Contour annotation records

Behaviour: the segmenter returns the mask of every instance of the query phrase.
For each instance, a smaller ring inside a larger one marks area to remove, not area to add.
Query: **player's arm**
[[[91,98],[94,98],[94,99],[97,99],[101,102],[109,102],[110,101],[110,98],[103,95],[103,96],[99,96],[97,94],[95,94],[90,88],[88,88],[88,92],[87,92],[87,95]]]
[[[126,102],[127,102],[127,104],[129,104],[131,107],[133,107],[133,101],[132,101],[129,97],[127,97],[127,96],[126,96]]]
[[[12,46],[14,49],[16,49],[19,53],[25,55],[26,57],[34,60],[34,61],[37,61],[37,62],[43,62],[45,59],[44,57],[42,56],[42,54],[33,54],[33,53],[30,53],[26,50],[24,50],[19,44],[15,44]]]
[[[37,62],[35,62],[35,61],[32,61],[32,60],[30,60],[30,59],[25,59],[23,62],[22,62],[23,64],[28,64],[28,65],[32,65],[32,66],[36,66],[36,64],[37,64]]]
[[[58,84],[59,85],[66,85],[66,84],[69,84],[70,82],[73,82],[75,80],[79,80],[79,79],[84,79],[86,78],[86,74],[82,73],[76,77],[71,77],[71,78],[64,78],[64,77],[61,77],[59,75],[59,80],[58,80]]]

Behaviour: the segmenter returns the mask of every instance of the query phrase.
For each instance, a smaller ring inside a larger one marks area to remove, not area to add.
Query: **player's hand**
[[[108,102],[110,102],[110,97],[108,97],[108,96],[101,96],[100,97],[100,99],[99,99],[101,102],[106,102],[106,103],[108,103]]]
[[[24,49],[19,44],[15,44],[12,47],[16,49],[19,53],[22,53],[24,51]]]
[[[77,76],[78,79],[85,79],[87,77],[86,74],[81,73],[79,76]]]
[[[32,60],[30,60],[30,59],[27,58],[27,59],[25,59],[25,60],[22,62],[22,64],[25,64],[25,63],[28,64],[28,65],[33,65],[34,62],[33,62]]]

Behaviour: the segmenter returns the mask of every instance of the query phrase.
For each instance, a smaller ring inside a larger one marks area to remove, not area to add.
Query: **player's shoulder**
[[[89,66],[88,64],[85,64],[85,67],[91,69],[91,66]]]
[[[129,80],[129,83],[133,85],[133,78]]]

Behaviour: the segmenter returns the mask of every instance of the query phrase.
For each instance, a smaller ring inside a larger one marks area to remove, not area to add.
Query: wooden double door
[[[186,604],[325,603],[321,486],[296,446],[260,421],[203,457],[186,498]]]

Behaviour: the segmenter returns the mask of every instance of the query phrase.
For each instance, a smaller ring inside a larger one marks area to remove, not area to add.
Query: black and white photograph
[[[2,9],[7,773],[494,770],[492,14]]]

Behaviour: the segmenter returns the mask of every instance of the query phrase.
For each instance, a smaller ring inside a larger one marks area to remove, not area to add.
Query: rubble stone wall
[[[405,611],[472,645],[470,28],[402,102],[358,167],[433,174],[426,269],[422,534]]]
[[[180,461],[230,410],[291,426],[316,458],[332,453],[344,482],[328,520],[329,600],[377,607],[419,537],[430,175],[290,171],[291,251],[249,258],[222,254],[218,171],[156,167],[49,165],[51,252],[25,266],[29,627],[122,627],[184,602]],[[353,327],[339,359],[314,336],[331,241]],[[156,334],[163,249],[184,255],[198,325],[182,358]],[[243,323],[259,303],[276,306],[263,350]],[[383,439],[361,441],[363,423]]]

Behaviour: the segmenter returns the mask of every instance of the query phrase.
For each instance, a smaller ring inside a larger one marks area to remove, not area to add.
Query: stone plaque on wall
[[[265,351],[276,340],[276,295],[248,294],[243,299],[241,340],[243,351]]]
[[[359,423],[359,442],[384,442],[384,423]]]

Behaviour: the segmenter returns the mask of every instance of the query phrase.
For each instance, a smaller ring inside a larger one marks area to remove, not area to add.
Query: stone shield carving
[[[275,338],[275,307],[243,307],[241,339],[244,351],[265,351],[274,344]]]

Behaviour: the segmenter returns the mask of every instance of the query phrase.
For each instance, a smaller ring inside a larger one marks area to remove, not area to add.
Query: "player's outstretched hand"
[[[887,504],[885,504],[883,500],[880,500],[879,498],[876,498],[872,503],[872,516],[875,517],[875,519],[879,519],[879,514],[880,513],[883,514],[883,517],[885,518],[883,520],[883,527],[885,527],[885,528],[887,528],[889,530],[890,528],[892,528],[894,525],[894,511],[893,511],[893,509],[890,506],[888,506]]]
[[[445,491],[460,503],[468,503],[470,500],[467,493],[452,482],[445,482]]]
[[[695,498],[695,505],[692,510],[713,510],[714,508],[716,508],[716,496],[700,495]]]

What you need to do -> Transcribe all of the data above verbatim, line for line, with no changes.

Answer to this problem ->
Behaviour: the segmenter returns the mask of every instance of the query phrase.
For each instance, a smaller ring inside a larger one marks area to remove, not area to add.
Query: **player's arm**
[[[91,98],[94,98],[94,99],[97,99],[101,102],[109,102],[110,101],[110,98],[103,95],[103,96],[99,96],[97,94],[95,94],[90,88],[88,88],[88,92],[87,92],[87,95]]]
[[[126,102],[127,102],[127,104],[129,104],[131,107],[133,107],[133,101],[132,101],[129,97],[127,97],[127,96],[126,96]]]
[[[12,46],[14,49],[16,49],[19,53],[25,55],[26,57],[34,60],[34,61],[37,61],[37,62],[43,62],[45,59],[44,57],[42,56],[42,54],[33,54],[33,53],[30,53],[26,50],[24,50],[19,44],[15,44]]]
[[[37,62],[35,62],[35,61],[32,61],[32,60],[30,60],[30,59],[25,59],[23,62],[22,62],[23,64],[28,64],[28,65],[32,65],[32,66],[36,66],[36,64],[37,64]]]
[[[58,84],[59,85],[66,85],[66,84],[69,84],[70,82],[73,82],[75,80],[79,80],[79,79],[84,79],[86,78],[86,74],[82,73],[76,77],[71,77],[71,78],[64,78],[64,77],[61,77],[59,75],[59,80],[58,80]]]

Behaviour: the segmenter returns the mask of every instance of the query phrase.
For each instance, a smaller ring inside a larger one marks area to remove, not area to add.
Query: **player's hand**
[[[108,102],[110,102],[110,97],[108,97],[108,96],[101,96],[100,97],[100,99],[99,99],[101,102],[106,102],[106,103],[108,103]]]
[[[24,49],[19,44],[15,44],[12,47],[16,49],[19,53],[22,53],[24,51]]]
[[[77,76],[78,79],[85,79],[87,77],[86,74],[81,73],[79,76]]]
[[[32,60],[30,60],[30,59],[27,58],[27,59],[25,59],[25,60],[22,62],[22,64],[25,64],[25,63],[28,64],[28,65],[33,65],[34,62],[33,62]]]

Behaviour: the segmenter returns the mask of every instance of the query phrase.
For each instance, a smaller ring inside a larger one marks area to remove, not area to add.
Query: **player's shoulder**
[[[89,66],[88,64],[85,64],[85,67],[91,69],[91,66]]]
[[[129,80],[129,83],[133,85],[133,78]]]

Behaviour: the segmenter returns the mask of every instance of the query phrase.
For each instance, a smaller ring inside a larger one marks area to remove, not area to add.
Query: wooden double door
[[[186,604],[325,603],[321,486],[296,446],[260,421],[203,457],[186,498]]]

Behaviour: the segmenter returns the mask of every instance of the query phrase.
For each instance, a smaller ring inside a larger one marks area to remove, not area to add.
Query: black and white photograph
[[[2,9],[7,773],[494,770],[492,14]]]

Behaviour: the segmenter returns the mask of every instance of the query phrase.
For each instance, a smaller ring inside a larger one marks area to remove, not area to add.
Query: rubble stone wall
[[[405,611],[472,645],[470,28],[402,102],[358,167],[433,174],[426,269],[422,534]]]
[[[180,461],[230,410],[291,426],[316,458],[332,453],[344,482],[328,520],[329,600],[377,607],[419,537],[430,175],[290,171],[291,251],[249,258],[222,254],[218,171],[156,167],[49,165],[51,252],[25,266],[29,627],[122,627],[184,602]],[[353,327],[339,359],[314,336],[331,241]],[[156,334],[163,249],[184,255],[198,325],[182,358]],[[243,323],[259,303],[276,306],[263,350]],[[383,439],[361,441],[363,423]]]

Behaviour: the segmenter returns the mask of every instance of the query phrase.
For each instance, a smaller ring inside a larger one marks area to remove, not area to add.
Query: stone plaque on wall
[[[265,351],[276,340],[276,295],[248,294],[243,299],[241,340],[243,351]]]
[[[359,423],[359,442],[384,442],[384,423]]]

Behaviour: the segmenter returns the mask of every instance of the query phrase.
For each instance, a smaller ring inside a larger one marks area to remove, not area to add.
Query: stone shield carving
[[[275,338],[275,307],[243,307],[241,339],[244,351],[265,351],[274,344]]]

Behaviour: the segmenter returns the mask of every instance of the query phrase.
For each instance, a smaller ring inside a larger one marks area to remove, not area to add.
Query: "player's outstretched hand"
[[[887,504],[885,504],[883,500],[880,500],[879,498],[876,498],[872,503],[872,516],[875,517],[875,519],[879,519],[879,514],[880,513],[883,514],[883,517],[885,518],[883,520],[883,527],[885,527],[885,528],[887,528],[889,530],[890,528],[892,528],[894,525],[894,511],[893,511],[893,509],[890,506],[888,506]]]
[[[445,491],[460,503],[468,503],[470,500],[467,493],[452,482],[445,482]]]
[[[695,498],[695,505],[692,510],[713,510],[714,508],[716,508],[716,496],[700,495]]]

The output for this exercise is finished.